◆ **Excerto do texto**:
■ ■ ■ ■ ■

Nos presentes autos está em causa o montante alegadamente devido por juros compensatórios e moratórios, devidos pela falta de pagamento na sua totalidade e dentro do prazo, dos (3) pagamentos por conta de IRC, que a decisão recorrida entendeu serem ilegais na medida em que o então vigente artigo 97º do CIRC, no seu artigo 5, estabelecia que os juros compensatórios seriam devidos pela falta de entrega no prazo legal dos pagamentos por conta.
A recorrente discorda com o assim decidido, entendendo que o Tribunal fez uma errada interpretação do quadro legal aplicado face aos factos apurados.
Para a recorrente, considerando os montantes do período anterior, o valor do IRC, atento o artigo 97.º, n.º 1 do CIRC era de 44.900,28€, pelo que deveria a recorrida ter efetuado um pagamento por conta, em 2007, de 33.675,21€, repartido em três pagamentos iguais no montante de 11. 225,07€, nos termos do artigo 97º do CIRC. Porém, apenas pagou 21.877,44€ (em vez de 33.675,21€), em fevereiro, abril e junho e não já em janeiro, março e junho de 2008, deixando de pagar 11.797,77€ (33.675,21€ - 21.877,44€).

■ ■ ■ ■ ■

◆ **Dados fornecidos**:
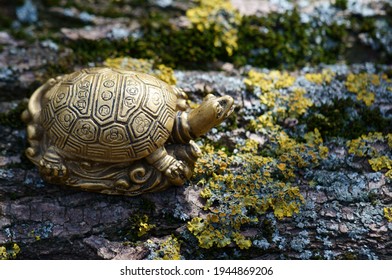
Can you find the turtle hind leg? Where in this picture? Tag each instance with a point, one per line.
(52, 164)
(175, 170)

■ ■ ■ ■ ■

◆ **Enunciado**: Indique, sem repetições, os meses do ano citados no excerto sobre os pagamentos por conta de IRC. O material é independente do excerto.

◆ **Resolução**: fevereiro, abril, junho, janeiro, março